» **Task objective**: Copy out each line below exactly as written.

═══

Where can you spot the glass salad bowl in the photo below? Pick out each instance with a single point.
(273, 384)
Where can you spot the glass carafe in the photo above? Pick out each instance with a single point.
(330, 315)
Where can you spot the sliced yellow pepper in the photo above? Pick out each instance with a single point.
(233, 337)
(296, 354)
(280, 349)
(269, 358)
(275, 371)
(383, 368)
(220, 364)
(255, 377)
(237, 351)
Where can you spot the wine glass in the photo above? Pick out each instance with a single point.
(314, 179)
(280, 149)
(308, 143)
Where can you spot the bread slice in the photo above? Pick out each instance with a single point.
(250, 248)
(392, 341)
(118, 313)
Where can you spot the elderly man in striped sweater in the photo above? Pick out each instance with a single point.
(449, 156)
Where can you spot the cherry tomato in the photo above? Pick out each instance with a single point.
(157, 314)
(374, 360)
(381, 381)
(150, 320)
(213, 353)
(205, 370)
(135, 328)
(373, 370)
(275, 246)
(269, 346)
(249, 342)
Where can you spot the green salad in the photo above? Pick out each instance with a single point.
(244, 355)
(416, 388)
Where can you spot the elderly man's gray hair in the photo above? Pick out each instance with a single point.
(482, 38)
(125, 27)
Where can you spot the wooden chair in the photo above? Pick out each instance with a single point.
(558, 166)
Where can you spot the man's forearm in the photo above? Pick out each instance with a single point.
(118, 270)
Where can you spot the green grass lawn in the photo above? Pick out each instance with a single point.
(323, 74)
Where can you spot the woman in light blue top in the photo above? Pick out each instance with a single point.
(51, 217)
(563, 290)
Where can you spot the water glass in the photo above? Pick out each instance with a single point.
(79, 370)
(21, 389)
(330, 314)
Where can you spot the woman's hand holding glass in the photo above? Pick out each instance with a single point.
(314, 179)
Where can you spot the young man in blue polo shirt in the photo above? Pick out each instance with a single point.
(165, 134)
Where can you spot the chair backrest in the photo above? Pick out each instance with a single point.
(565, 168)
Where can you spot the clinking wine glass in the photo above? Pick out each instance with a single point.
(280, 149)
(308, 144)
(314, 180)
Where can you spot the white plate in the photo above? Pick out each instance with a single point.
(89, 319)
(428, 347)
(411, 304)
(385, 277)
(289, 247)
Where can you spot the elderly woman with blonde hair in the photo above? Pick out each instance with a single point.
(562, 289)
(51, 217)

═══

» **Final answer**:
Where can you spot the glass salad bowl in the photo below? Pick out each instance with a single point.
(273, 384)
Where can you spot the glass carafe in the photo above? Pick out each instance with a single point.
(330, 315)
Where can you spot the sliced yellow pepper in the photo above? Pick out each instance with a single point.
(233, 337)
(296, 354)
(280, 349)
(269, 358)
(275, 371)
(383, 368)
(220, 364)
(255, 377)
(237, 351)
Where can you spot the wine glass in the photo above? Pick out each instance with a single point.
(314, 179)
(280, 149)
(308, 143)
Where can you spot the bread slice in the photo above? Pick out each instance with a single point.
(250, 248)
(392, 341)
(118, 313)
Where can you spot the elderly man in striped sweater in the photo above? Pick out each instance with a single point.
(449, 156)
Where can you spot the cherry tomato in the photo above? Pick out each instance with a single point.
(157, 314)
(374, 360)
(381, 381)
(150, 320)
(213, 353)
(205, 370)
(135, 328)
(373, 370)
(275, 246)
(269, 346)
(249, 342)
Where can you spot the green salad in the photo above? Pick out each instance with a single point.
(244, 355)
(416, 388)
Where can you spot the elderly man's gray hair in the photo above? Pick out each instance with a single point.
(482, 38)
(125, 27)
Where can you spot the wooden chair in the photo above? Pick out each instance with a single point.
(558, 166)
Where can you spot the man's forearm in the photo above? Pick out each instance with a single point.
(118, 270)
Where can you spot the green grass lawn in the photo above? Pick out each instance with a single point.
(323, 74)
Where can you spot the woman in light blue top in the photo above? Pick out each instance with a single point.
(51, 217)
(563, 290)
Where can you spot the water glass in the photo above? Pick out each instance with a single point.
(79, 370)
(21, 389)
(330, 314)
Where can you spot the woman's hand holding glass in the photo above? Pick out each instance with a single point.
(314, 179)
Where can you spot the young man in blue polo shirt in the photo above? Pick out each instance with a single point.
(165, 134)
Where can you spot the chair backrest in the photo above? Pick out each instance with a single point.
(565, 168)
Where can you spot the clinking wine glass in the photo above? Pick out each instance with a single point.
(280, 149)
(308, 144)
(314, 180)
Where can you spot the white plate in the photo above? Pick out each instance with a single point.
(89, 319)
(428, 347)
(411, 304)
(385, 277)
(289, 247)
Where can you spot the elderly woman with blonde hair in the photo above? Pick out each instance with a single point.
(562, 289)
(51, 217)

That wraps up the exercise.